WHAT YOU SHOULD DO:
In your copy, reproduce the entries exactly as they are, minus the images.
---*---
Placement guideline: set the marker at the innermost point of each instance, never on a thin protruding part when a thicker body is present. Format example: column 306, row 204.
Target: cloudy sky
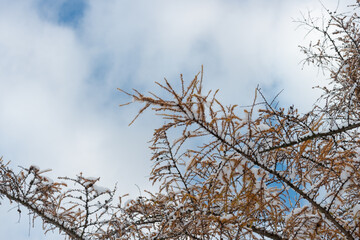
column 62, row 60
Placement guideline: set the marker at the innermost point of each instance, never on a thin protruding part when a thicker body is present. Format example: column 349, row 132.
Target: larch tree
column 267, row 173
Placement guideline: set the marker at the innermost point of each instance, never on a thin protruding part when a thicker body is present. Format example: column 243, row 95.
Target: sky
column 62, row 61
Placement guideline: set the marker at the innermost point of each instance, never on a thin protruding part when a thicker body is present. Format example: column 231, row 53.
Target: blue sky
column 61, row 62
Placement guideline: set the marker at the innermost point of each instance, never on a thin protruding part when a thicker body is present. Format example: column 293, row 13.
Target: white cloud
column 58, row 103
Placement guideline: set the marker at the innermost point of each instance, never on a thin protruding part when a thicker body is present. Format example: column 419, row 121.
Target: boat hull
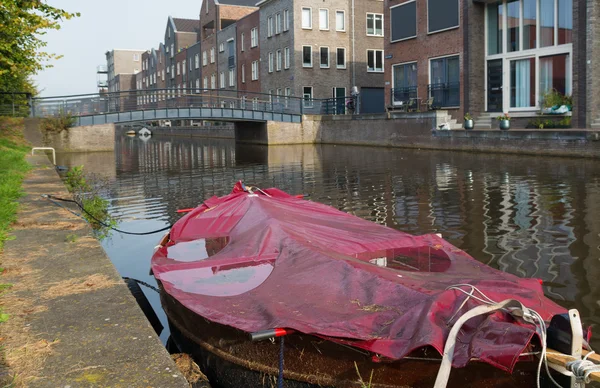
column 229, row 359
---*---
SOLUTION TO THE PROBLEM:
Placement guideline: set the marker at the innermost point of each instance, never on a thin protruding part when a thicker body is present. Format example: column 306, row 204.
Target: cloudy sky
column 62, row 60
Placement guideline: set the marker at the innermost point of each instance, never on a thin protruding part when a thicker body is present. Format example: column 349, row 132.
Target: larch tree
column 267, row 173
Placement guideline: set the marker at the innermost point of each instance, never on a thin protruding part when a thicker body is present. Format example: column 243, row 95.
Target: sky
column 62, row 61
Placement guideline: set the marker at the innermost point of each instance, never on a thin protruding part when a thicker body is present. Format example: column 231, row 53.
Target: blue sky
column 61, row 62
Placement guideline: set the marker at the innermost point of each instance, never on a thin protruding part when a thicker body is present. Format example: column 293, row 13.
Target: white cloud
column 58, row 103
Placement guideline: set the marker at the innermost point of each instance, never on a thin protruding part when a thicker body is present. Format example: column 419, row 121.
Target: boat hull
column 229, row 359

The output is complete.